**** TEXT
She was married, but her husband died after few years of marriage. She is a mother of two children. She was involved in two car accidents in 2010 and 2014, but survived with minor injuries.

==Career==
In 1997, she made her television debut with the soap opera Muvhango and played the role "Doris Mokoena" with huge popularity. For her role, she was nominated five times as a Best Actress and won 2 of them. Then she won the Duku Duku award, voted by the public. She was then celebrated as a “crowd puller” by SABC2, where her signature line, “You must never . . .” became a fan following. Then she made her film debut in 1998 with the Direct-to-video film Voete van Goud and played the role "Maphiri". In early 2000, she appeared on the popular AIDS drama series Phamokate.

In 2015, she joined with the cast of popular e.tv soap opera Scandal! where she played the role as "Maletsatsi Khumalo" for more than 12 consecutive years. In 2018, she played the role "Fumane" in the Mzansi Magic drama series Abomama. After gained popularity, she reprised her role in the second season of the series. In the meantime, she also appeared in the second season of another Mzansi Magic drama series Imposter with the role "Valeta". She also won the Best actress in theatre award in London at White House Theatre. In 2020, she joined with the SABC2 telenovela and played the role "Moipone".
********
**** GIVEN RECORDS
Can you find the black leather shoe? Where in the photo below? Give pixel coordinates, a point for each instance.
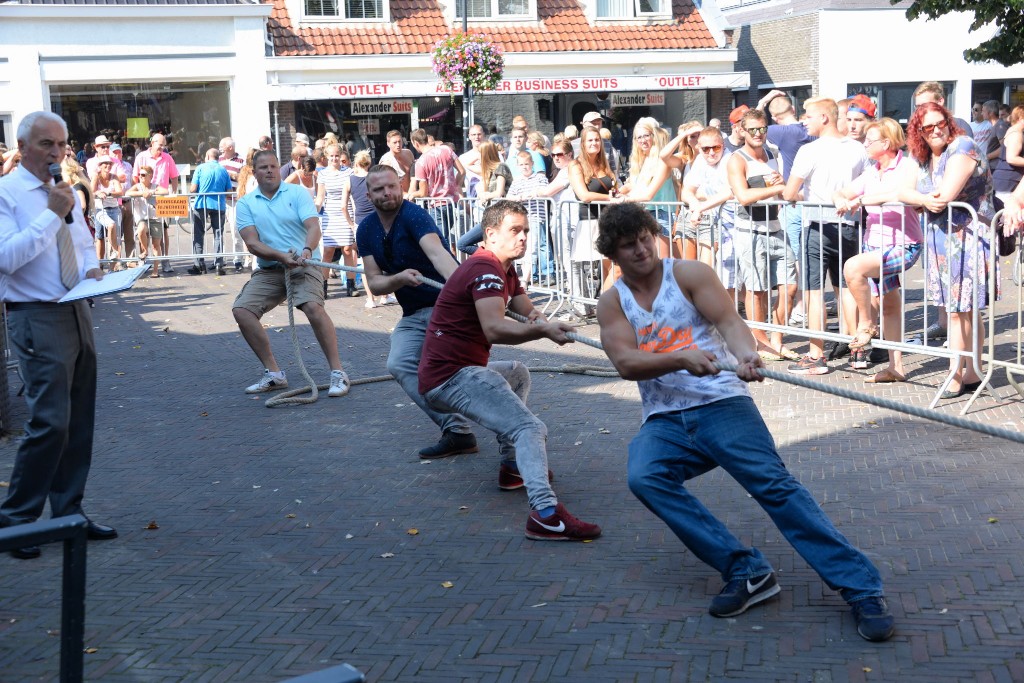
(27, 553)
(96, 531)
(970, 387)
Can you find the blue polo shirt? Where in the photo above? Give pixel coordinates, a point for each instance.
(211, 182)
(279, 220)
(399, 249)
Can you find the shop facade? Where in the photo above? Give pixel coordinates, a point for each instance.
(624, 59)
(188, 72)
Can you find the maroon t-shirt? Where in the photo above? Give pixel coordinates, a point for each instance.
(455, 338)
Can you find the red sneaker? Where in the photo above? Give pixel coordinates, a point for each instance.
(559, 526)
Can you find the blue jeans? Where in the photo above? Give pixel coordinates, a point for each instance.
(496, 397)
(216, 218)
(403, 364)
(674, 447)
(542, 262)
(792, 219)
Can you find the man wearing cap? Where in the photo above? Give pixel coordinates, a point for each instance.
(859, 113)
(734, 140)
(122, 170)
(102, 147)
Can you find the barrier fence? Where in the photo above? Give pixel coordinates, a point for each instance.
(753, 250)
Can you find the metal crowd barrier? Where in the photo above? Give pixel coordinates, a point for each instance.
(71, 529)
(179, 230)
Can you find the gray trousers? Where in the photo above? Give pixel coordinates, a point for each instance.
(57, 360)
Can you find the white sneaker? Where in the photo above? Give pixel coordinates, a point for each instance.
(339, 383)
(268, 382)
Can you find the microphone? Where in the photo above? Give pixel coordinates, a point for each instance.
(54, 170)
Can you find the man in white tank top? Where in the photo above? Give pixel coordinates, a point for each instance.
(664, 325)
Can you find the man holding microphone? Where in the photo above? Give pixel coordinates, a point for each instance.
(46, 250)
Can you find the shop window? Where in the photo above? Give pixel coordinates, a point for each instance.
(479, 9)
(193, 116)
(345, 9)
(627, 9)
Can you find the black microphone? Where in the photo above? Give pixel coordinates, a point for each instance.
(54, 170)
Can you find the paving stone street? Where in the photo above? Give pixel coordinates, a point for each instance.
(290, 540)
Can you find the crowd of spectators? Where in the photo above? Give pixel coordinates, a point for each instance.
(728, 198)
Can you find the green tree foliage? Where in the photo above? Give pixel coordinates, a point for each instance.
(1007, 46)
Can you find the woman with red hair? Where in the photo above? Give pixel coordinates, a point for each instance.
(953, 168)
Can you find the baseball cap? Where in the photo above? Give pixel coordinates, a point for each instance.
(737, 114)
(863, 104)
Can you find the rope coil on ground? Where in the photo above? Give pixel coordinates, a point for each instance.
(290, 397)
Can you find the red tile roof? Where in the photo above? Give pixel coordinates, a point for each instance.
(417, 25)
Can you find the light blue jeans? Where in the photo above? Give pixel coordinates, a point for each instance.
(673, 447)
(403, 364)
(496, 397)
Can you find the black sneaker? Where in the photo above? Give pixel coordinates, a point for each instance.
(837, 350)
(452, 443)
(873, 621)
(741, 594)
(858, 358)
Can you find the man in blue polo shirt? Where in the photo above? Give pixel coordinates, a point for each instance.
(210, 185)
(280, 225)
(398, 242)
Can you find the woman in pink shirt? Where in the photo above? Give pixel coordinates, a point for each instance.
(892, 243)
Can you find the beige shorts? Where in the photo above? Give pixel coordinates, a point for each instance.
(265, 290)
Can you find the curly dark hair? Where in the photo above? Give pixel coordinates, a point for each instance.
(495, 214)
(915, 142)
(623, 221)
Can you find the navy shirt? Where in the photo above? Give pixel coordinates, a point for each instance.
(788, 138)
(399, 249)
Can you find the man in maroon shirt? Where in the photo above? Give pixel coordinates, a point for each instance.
(456, 376)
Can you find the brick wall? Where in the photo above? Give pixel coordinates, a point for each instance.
(779, 51)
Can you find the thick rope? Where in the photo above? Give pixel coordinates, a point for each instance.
(924, 413)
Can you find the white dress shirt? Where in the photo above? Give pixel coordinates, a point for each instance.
(30, 264)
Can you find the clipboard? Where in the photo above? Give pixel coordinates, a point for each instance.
(112, 283)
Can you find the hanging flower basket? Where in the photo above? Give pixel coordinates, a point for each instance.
(468, 59)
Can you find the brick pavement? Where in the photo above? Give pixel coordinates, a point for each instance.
********
TASKS TO COMPLETE:
a: Please reproduce the passage of the biography that begins at the words "She was married, but" and stops after the words "drama series Phamokate.".
b: Locate each line of the listing that contains the string "sneaker", matching case, and copy those lines.

WRITTEN ANSWERS:
a:
She was married, but her husband died after few years of marriage. She is a mother of two children. She was involved in two car accidents in 2010 and 2014, but survived with minor injuries.

==Career==
In 1997, she made her television debut with the soap opera Muvhango and played the role "Doris Mokoena" with huge popularity. For her role, she was nominated five times as a Best Actress and won 2 of them. Then she won the Duku Duku award, voted by the public. She was then celebrated as a “crowd puller” by SABC2, where her signature line, “You must never . . .” became a fan following. Then she made her film debut in 1998 with the Direct-to-video film Voete van Goud and played the role "Maphiri". In early 2000, she appeared on the popular AIDS drama series Phamokate.

b:
Can you find the red sneaker? Where in the photo above? Give pixel coordinates, a point for each instance.
Can you find the white sneaker? Where in the photo above? Give pixel coordinates, a point for each instance.
Can you find the black sneaker? Where in the photo above? Give pixel coordinates, a point for each instance.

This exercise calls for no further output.